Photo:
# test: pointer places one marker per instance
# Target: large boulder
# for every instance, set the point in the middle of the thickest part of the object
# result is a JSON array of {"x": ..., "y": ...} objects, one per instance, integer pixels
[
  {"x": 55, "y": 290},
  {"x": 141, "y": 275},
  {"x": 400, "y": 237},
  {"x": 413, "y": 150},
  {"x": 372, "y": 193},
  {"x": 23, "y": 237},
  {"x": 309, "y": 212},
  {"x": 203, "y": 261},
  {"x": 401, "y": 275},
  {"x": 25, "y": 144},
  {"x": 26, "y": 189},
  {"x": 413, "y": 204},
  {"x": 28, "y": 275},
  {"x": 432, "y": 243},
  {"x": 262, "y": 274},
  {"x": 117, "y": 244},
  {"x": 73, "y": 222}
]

◆ ◆ ◆ ◆ ◆ ◆ ◆

# STATED PROBLEM
Restate every record exactly, leaving nothing out.

# TASK RESPONSE
Photo:
# test: pointer places one marker per instance
# Target: large boulder
# for every instance, set the point in the middle of the thickest part of the object
# result is a JSON array of {"x": ..., "y": ...} objects, one per instance, integer pixels
[
  {"x": 55, "y": 290},
  {"x": 141, "y": 275},
  {"x": 400, "y": 237},
  {"x": 413, "y": 150},
  {"x": 372, "y": 193},
  {"x": 23, "y": 237},
  {"x": 309, "y": 212},
  {"x": 203, "y": 261},
  {"x": 401, "y": 275},
  {"x": 25, "y": 144},
  {"x": 26, "y": 189},
  {"x": 413, "y": 204},
  {"x": 28, "y": 275},
  {"x": 432, "y": 243},
  {"x": 262, "y": 274},
  {"x": 117, "y": 244},
  {"x": 73, "y": 222}
]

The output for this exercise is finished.